Character for character, reproduce every entry below.

*** INPUT MATERIAL Section Begins ***

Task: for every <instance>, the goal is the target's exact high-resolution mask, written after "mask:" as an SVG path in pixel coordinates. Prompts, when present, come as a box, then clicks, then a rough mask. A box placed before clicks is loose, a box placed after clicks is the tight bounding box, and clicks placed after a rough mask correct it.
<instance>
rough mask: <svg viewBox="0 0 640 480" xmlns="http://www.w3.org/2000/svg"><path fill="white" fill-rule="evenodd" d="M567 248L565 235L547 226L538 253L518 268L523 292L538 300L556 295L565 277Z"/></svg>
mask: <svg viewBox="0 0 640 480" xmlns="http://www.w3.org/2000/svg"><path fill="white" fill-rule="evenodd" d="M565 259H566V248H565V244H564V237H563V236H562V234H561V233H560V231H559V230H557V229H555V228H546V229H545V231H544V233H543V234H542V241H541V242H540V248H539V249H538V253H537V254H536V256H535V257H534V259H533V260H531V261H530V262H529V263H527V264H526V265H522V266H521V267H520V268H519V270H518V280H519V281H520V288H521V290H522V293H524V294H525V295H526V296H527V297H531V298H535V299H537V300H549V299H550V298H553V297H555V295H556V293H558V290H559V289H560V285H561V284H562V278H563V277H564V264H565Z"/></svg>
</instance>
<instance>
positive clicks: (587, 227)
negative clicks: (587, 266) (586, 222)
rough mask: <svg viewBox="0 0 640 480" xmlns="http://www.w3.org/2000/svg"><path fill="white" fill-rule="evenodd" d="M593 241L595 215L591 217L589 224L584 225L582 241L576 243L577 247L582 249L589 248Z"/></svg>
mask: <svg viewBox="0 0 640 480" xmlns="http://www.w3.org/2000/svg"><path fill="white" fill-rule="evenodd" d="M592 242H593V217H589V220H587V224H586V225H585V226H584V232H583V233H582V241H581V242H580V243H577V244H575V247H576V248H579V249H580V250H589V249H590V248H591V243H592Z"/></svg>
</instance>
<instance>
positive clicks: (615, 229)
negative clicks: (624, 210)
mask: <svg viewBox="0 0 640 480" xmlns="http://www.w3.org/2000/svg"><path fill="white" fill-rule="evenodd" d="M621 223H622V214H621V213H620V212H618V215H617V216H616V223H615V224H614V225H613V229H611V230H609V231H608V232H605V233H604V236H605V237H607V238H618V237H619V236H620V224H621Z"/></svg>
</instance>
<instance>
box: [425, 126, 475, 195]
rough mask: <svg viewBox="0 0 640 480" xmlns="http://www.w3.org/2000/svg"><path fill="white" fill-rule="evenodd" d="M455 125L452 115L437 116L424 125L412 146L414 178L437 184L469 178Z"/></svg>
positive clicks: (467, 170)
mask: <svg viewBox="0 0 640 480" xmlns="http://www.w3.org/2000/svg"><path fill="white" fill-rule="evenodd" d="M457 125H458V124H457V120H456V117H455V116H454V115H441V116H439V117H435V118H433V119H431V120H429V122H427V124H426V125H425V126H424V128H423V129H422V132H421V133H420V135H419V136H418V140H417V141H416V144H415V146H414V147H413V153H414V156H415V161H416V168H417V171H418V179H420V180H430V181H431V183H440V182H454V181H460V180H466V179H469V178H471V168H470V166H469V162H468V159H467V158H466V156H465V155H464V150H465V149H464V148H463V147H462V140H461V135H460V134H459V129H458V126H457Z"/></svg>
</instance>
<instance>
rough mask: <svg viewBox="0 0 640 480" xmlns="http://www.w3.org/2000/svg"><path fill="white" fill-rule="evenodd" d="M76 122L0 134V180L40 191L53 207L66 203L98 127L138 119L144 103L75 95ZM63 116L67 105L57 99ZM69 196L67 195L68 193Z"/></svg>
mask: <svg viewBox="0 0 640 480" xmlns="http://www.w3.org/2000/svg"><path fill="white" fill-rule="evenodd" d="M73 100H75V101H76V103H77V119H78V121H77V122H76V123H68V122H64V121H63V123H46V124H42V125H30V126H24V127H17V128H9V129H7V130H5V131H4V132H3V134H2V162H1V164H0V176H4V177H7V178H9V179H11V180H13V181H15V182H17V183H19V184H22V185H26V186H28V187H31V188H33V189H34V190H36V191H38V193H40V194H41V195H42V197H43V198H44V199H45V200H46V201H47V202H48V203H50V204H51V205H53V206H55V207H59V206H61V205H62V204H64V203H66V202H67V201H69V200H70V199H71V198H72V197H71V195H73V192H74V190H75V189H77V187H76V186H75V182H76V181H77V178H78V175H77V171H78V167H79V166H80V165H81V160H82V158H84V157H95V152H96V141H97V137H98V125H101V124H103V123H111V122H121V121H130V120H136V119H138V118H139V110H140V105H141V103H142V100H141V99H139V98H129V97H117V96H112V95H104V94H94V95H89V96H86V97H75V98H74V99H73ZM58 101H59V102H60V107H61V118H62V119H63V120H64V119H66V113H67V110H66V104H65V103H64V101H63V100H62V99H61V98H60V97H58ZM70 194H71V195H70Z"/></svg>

*** INPUT MATERIAL Section Ends ***

### [RESPONSE FOR THIS EXERCISE]
Task: for every <instance>, the goal is the target's exact high-resolution mask, written after "mask:" as an SVG path in pixel coordinates. Prompts, when present, come as a box, then clicks, then a rough mask. A box placed before clicks is loose, a box placed after clicks is the tight bounding box, and clicks placed after a rough mask correct it.
<instance>
rough mask: <svg viewBox="0 0 640 480" xmlns="http://www.w3.org/2000/svg"><path fill="white" fill-rule="evenodd" d="M567 248L565 235L547 226L538 253L518 268L523 292L538 300L556 295L565 277Z"/></svg>
mask: <svg viewBox="0 0 640 480" xmlns="http://www.w3.org/2000/svg"><path fill="white" fill-rule="evenodd" d="M565 259H566V248H565V244H564V237H563V236H562V234H561V233H560V231H559V230H557V229H555V228H546V229H545V231H544V233H543V234H542V241H541V242H540V248H539V249H538V253H537V254H536V256H535V257H534V259H533V260H531V261H530V262H529V263H527V264H526V265H522V266H521V267H520V268H519V270H518V280H519V281H520V288H521V290H522V293H524V294H525V295H526V296H527V297H531V298H535V299H537V300H549V299H550V298H553V297H555V295H556V293H558V290H559V289H560V285H561V284H562V278H563V277H564V264H565Z"/></svg>
</instance>
<instance>
positive clicks: (587, 227)
negative clicks: (587, 266) (586, 222)
rough mask: <svg viewBox="0 0 640 480" xmlns="http://www.w3.org/2000/svg"><path fill="white" fill-rule="evenodd" d="M593 241L595 215L591 217L589 224L584 225L582 241L576 243L577 247L582 249L589 248Z"/></svg>
mask: <svg viewBox="0 0 640 480" xmlns="http://www.w3.org/2000/svg"><path fill="white" fill-rule="evenodd" d="M592 242H593V217H589V220H587V224H586V225H585V226H584V232H583V233H582V241H581V242H580V243H577V244H575V247H576V248H579V249H580V250H589V249H590V248H591V243H592Z"/></svg>
</instance>
<instance>
positive clicks: (615, 229)
negative clicks: (624, 210)
mask: <svg viewBox="0 0 640 480" xmlns="http://www.w3.org/2000/svg"><path fill="white" fill-rule="evenodd" d="M621 223H622V214H621V213H620V212H618V215H617V216H616V223H615V224H614V225H613V229H611V230H609V231H608V232H605V233H604V236H605V237H607V238H618V237H619V236H620V224H621Z"/></svg>
</instance>
<instance>
box: [425, 126, 475, 195]
rough mask: <svg viewBox="0 0 640 480" xmlns="http://www.w3.org/2000/svg"><path fill="white" fill-rule="evenodd" d="M455 125L452 115L437 116L424 125L412 146L414 178L437 184L469 178Z"/></svg>
positive clicks: (467, 170)
mask: <svg viewBox="0 0 640 480" xmlns="http://www.w3.org/2000/svg"><path fill="white" fill-rule="evenodd" d="M457 125H458V124H457V120H456V117H455V116H454V115H441V116H439V117H435V118H433V119H431V120H429V122H427V124H426V125H425V126H424V128H423V129H422V132H421V133H420V135H419V136H418V140H417V141H416V144H415V146H414V147H413V153H414V156H415V161H416V168H417V171H418V179H420V180H430V181H431V183H440V182H454V181H460V180H466V179H469V178H471V168H470V166H469V162H468V159H467V158H466V156H465V155H464V150H465V149H464V148H463V147H462V140H461V135H460V134H459V129H458V126H457Z"/></svg>
</instance>
<instance>
rough mask: <svg viewBox="0 0 640 480" xmlns="http://www.w3.org/2000/svg"><path fill="white" fill-rule="evenodd" d="M76 122L0 134V180L40 191L53 207L66 203L98 127L138 119L144 103L75 95ZM63 116L67 105L57 99ZM69 196L67 195L68 193Z"/></svg>
mask: <svg viewBox="0 0 640 480" xmlns="http://www.w3.org/2000/svg"><path fill="white" fill-rule="evenodd" d="M73 100H75V101H76V103H77V119H78V121H77V122H76V123H68V122H64V121H63V123H46V124H42V125H30V126H24V127H17V128H9V129H7V130H5V131H4V132H3V134H2V162H1V164H0V176H4V177H7V178H9V179H11V180H13V181H15V182H17V183H19V184H22V185H26V186H28V187H31V188H33V189H34V190H36V191H38V193H40V194H41V195H42V197H43V198H44V199H45V200H46V201H47V202H48V203H50V204H51V205H53V206H55V207H59V206H61V205H62V204H64V203H66V202H67V201H69V200H70V199H71V198H72V197H71V195H73V192H74V190H75V189H77V187H76V186H75V182H76V181H77V178H78V175H77V171H78V167H79V166H80V165H81V160H82V158H84V157H95V152H96V141H97V137H98V125H101V124H103V123H111V122H121V121H130V120H136V119H138V118H139V110H140V105H141V103H142V100H141V99H139V98H129V97H117V96H112V95H104V94H94V95H89V96H86V97H75V98H74V99H73ZM58 101H59V102H60V107H61V118H62V119H63V120H64V119H66V113H67V110H66V104H65V103H64V101H63V100H62V99H61V98H60V97H58ZM70 194H71V195H70Z"/></svg>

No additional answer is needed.